[THE REQUEST]
Please reproduce the following lines verbatim, every one of them, without altering any character.

[LISTED ENTRIES]
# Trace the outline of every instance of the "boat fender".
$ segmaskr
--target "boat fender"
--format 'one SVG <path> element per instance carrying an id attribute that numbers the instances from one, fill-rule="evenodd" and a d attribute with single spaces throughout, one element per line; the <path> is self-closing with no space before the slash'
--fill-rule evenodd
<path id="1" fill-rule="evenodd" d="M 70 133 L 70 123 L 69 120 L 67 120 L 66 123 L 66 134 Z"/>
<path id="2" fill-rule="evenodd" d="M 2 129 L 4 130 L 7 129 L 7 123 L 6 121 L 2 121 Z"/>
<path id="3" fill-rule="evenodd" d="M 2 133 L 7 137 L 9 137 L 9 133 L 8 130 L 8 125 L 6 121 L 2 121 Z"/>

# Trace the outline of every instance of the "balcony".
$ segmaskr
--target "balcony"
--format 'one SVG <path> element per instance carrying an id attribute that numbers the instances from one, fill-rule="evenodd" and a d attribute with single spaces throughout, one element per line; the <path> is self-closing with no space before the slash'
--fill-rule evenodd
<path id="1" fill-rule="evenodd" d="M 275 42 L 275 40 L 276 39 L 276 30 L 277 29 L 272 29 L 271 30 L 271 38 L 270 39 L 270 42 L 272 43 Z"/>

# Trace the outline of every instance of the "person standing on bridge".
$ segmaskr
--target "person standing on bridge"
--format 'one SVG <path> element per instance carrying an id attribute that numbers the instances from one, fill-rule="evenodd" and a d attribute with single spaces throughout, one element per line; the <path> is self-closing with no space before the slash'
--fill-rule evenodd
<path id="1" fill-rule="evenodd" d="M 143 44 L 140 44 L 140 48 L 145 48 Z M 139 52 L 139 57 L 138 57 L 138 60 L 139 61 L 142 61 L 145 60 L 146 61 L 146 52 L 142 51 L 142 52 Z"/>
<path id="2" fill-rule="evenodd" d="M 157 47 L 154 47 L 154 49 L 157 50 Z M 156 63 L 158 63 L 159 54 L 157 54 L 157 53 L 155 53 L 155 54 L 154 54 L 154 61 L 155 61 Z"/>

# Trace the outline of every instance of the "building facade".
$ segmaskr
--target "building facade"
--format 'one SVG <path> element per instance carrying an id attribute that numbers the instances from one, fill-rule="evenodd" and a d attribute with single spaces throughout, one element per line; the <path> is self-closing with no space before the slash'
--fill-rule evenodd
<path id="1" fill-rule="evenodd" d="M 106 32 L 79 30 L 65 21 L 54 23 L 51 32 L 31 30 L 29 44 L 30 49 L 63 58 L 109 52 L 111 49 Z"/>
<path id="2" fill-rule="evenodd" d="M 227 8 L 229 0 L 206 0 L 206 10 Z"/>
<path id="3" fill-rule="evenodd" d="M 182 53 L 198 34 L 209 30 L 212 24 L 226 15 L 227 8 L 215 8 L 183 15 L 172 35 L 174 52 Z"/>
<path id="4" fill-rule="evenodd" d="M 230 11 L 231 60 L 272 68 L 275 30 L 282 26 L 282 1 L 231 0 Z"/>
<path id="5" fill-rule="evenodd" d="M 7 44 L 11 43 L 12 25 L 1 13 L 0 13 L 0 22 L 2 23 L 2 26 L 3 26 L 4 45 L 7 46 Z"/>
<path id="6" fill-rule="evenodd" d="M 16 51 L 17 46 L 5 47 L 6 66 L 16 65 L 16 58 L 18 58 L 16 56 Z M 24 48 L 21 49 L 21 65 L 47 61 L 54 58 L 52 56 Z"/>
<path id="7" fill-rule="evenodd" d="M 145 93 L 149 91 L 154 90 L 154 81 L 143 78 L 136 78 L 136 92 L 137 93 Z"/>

[COMPLETED EXERCISE]
# Trace the outline of every instance of the "boat fender".
$ segmaskr
--target "boat fender"
--format 'one SVG <path> element per instance carrying an id attribute that numbers the instances from one, fill-rule="evenodd" and a d attribute with single spaces throughout, one element per line; the <path> is self-closing with no space before the slash'
--fill-rule evenodd
<path id="1" fill-rule="evenodd" d="M 70 133 L 70 123 L 69 120 L 67 120 L 66 123 L 66 134 Z"/>
<path id="2" fill-rule="evenodd" d="M 2 129 L 4 130 L 7 129 L 7 123 L 6 121 L 2 121 Z"/>
<path id="3" fill-rule="evenodd" d="M 2 133 L 7 137 L 9 137 L 9 133 L 8 130 L 8 125 L 6 121 L 2 121 Z"/>

# Trace the outline of every instance of the "balcony".
$ segmaskr
--target "balcony"
--format 'one SVG <path> element per instance carrying an id attribute that numbers the instances from one, fill-rule="evenodd" and a d attribute with single spaces throughout, one element per line; the <path> is self-closing with no space before the slash'
--fill-rule evenodd
<path id="1" fill-rule="evenodd" d="M 275 42 L 275 40 L 276 39 L 276 30 L 277 29 L 272 29 L 271 30 L 271 38 L 270 39 L 270 42 L 272 43 Z"/>

# Trace the outline of every instance of the "person standing on bridge".
$ segmaskr
--target "person standing on bridge"
--format 'one SVG <path> element per instance carrying an id attribute that numbers the instances from one, fill-rule="evenodd" and a d attribute with single spaces throughout, one element per line; the <path> is self-closing with no space before the slash'
--fill-rule evenodd
<path id="1" fill-rule="evenodd" d="M 143 44 L 140 44 L 140 48 L 145 48 Z M 139 52 L 139 57 L 138 57 L 138 60 L 139 61 L 142 61 L 145 60 L 146 61 L 146 52 L 142 51 L 142 52 Z"/>
<path id="2" fill-rule="evenodd" d="M 157 47 L 154 47 L 154 49 L 157 50 Z M 156 63 L 158 63 L 159 54 L 157 54 L 157 53 L 155 53 L 155 54 L 154 54 L 154 61 L 155 61 Z"/>

# Trace the outline of every instance of the "building facade".
$ segmaskr
--target "building facade"
--format 'one SVG <path> element per instance carrying an id attribute that numbers the instances from one, fill-rule="evenodd" and a d attribute with single spaces throughout, one element per line; the <path> is self-closing with no space before the slash'
--fill-rule evenodd
<path id="1" fill-rule="evenodd" d="M 106 32 L 79 30 L 65 21 L 54 23 L 51 32 L 31 30 L 29 44 L 30 49 L 63 58 L 109 52 L 111 49 Z"/>
<path id="2" fill-rule="evenodd" d="M 227 8 L 229 0 L 206 0 L 206 10 Z"/>
<path id="3" fill-rule="evenodd" d="M 182 53 L 198 34 L 209 30 L 212 24 L 226 15 L 227 8 L 215 8 L 183 15 L 172 35 L 174 52 Z"/>
<path id="4" fill-rule="evenodd" d="M 230 11 L 231 60 L 272 68 L 275 30 L 282 26 L 282 1 L 231 0 Z"/>
<path id="5" fill-rule="evenodd" d="M 7 44 L 11 43 L 12 25 L 1 13 L 0 13 L 0 22 L 2 23 L 2 26 L 3 26 L 4 45 L 7 46 Z"/>
<path id="6" fill-rule="evenodd" d="M 16 51 L 17 46 L 5 47 L 6 66 L 16 65 L 16 58 L 18 58 L 16 56 Z M 24 48 L 21 49 L 21 65 L 47 61 L 54 58 L 52 56 Z"/>
<path id="7" fill-rule="evenodd" d="M 145 93 L 149 91 L 154 90 L 154 81 L 143 78 L 136 78 L 136 92 L 137 93 Z"/>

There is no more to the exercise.